Согласуются ли с цитируемым текстом утверждения (a) Олю купают в пенопластовом костюмчике, чтобы она не тонула; (b) слова о простой форме пузыря автор прочитал у Карла фон Бэра; (c) у взрослого фигура, как и у младенца, округло-пузырчата? На каждое ответьте «да» или «нет» и приведите решающие слова текста дословной цитатой.

◆ Цитируемый текст:
⁂
Шрифт:
Интервал:
Закладка:
11
Каждый вечер мы купаем Олю, вернее, пускаем ее в свободное плавание по ванне в специально сшитом пенопластовом костюмчике, чтобы не тонула. Это — кульминация всего дня, высшие мгновения в ее жизни. Нигде она не чувствует себя так привольно, как в воде. Взбивает вокруг себя пузыри — и сама среди них, как главный пузырь, округло мерцает и колышется, будто только что выдута из той же воды.
Почему ребенку так идет прозвище «пузырь»? «Ах, пузырь ты этакий, губки-то как надуты, и щечки, и животик!» — и умиленный взрослый делает пальцем жест, как бы протыкая этот пузырь. Действительно, в ребенке, даже худеньком, есть какая-то пухлость, раздутость, словно напоминание о том, что он возник из «ничего». Пузырь ведь тоже — из ничего: не было — вдруг выскочил на воде, и ничего ведь не прибавилось, только воздух в водяную оболочку просочился, облегчил ее и опрозрачнил. Только быстрым движением кто-то взбил пену…
У самого источника творения мы ощущаем сильнее всего, что форма образуется пустотой, что она нематериальна, и потому всякое новорожденное существо, в котором чистота созданной формы еще не отягощена плотностью материального мира, похоже на пузырь. «Простая форма пузыря является той самой общей основной формой, из которой развиваются все животные не только в идеальном смысле, но и чисто исторически», — это я недавно прочитал у основоположника научной эмбриологии Карла фон Бэра[12]. В пузыре «ничто», откуда все изошло, еще не скрыто, но наглядно просвечивает сквозь тончайшую, почти символическую оболочку, в которой окружающий мир преломляется бликами и отблесками, иллюзорно. Все твердое смертоносно для пузыря, как и для младенца, который не случайно питается лишь воздухом да молоком — той же газообразной и жидкой субстанцией, из которой состоит пузырь. Он так же прозрачен, светится весь, будто наполненный воздухом, — плоть в нем еще не отвердела. И то же ощущение хрупкости, как в пузыре, ибо висит на тончайшем волоске, на самой границе бытия и небытия.
Но главное, почему младенцы кажутся пузырчатыми, — из-за их вздутого пузика. У взрослого большая часть объема тела ушла в руки и ноги, которые чаще всего соприкасаются с внешним миром и дальше всего простираются в него. Младенец еще весь в себе, сохраняет округлость очертаний: пузырь явлен в своей чистейшей, шарообразной форме, какая образуется лишь равномерным напором воздуха изнутри, без искажающих давлений извне. У взрослого же фигура не округло-пузырчата, а угловата, прямолинейна, священная воздухонаполненность покинула его, как у сдутого шарика. Так и слышится обмен репликами между взрослым и ребенком: «Ах ты пузырь!» — «А ты колючка!». И палец, направленный в шутку к пузику младенца, по-своему символичен, как шип, которым ущербная, колючеобразная форма бытия пытается проткнуть — и себе уподобить — воздушный шарик младенчества.
⁂
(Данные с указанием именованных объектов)

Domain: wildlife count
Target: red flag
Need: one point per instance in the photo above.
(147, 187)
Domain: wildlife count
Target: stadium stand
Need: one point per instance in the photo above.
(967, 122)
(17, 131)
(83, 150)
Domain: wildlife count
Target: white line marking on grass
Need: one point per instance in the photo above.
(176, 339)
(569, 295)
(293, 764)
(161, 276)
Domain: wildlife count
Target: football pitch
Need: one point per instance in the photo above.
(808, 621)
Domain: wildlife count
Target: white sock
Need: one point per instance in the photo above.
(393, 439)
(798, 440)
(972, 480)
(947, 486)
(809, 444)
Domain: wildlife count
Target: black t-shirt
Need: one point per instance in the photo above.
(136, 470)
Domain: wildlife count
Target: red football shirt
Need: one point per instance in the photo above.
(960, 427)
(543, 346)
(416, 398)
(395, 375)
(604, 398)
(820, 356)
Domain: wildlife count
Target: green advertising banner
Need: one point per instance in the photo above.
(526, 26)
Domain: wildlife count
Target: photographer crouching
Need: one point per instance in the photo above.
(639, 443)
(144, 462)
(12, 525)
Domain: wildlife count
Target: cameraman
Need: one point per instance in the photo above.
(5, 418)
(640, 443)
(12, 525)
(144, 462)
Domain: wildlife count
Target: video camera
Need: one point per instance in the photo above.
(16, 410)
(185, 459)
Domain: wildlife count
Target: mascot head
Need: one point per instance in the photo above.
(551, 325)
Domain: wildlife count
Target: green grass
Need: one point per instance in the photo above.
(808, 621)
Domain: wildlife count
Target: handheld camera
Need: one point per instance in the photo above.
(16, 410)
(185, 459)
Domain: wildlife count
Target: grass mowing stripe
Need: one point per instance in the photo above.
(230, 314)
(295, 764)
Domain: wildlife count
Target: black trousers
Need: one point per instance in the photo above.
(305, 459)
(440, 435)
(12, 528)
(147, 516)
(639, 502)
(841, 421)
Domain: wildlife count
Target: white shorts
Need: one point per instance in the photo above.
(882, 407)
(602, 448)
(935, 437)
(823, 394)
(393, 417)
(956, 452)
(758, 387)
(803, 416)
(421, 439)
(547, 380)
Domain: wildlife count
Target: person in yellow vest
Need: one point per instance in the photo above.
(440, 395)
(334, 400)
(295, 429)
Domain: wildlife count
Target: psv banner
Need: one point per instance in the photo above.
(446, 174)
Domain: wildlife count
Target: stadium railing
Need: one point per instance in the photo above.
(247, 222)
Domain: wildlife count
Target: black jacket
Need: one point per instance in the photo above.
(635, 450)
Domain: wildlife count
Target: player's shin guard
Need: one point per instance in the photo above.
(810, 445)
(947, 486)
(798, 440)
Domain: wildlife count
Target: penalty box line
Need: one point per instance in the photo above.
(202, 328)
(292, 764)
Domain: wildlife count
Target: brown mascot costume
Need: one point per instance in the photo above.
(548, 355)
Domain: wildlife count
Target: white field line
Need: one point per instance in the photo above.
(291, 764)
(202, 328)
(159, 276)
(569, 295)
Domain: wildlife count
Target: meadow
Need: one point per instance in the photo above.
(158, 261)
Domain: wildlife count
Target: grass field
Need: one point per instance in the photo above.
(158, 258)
⁂
◆ Результат задания:
(a) Да: «в специально сшитом пенопластовом костюмчике, чтобы не тонула».
(b) Да: «это я недавно прочитал у основоположника научной эмбриологии Карла фон Бэра».
(c) Нет: «У взрослого же фигура не округло-пузырчата, а угловата, прямолинейна».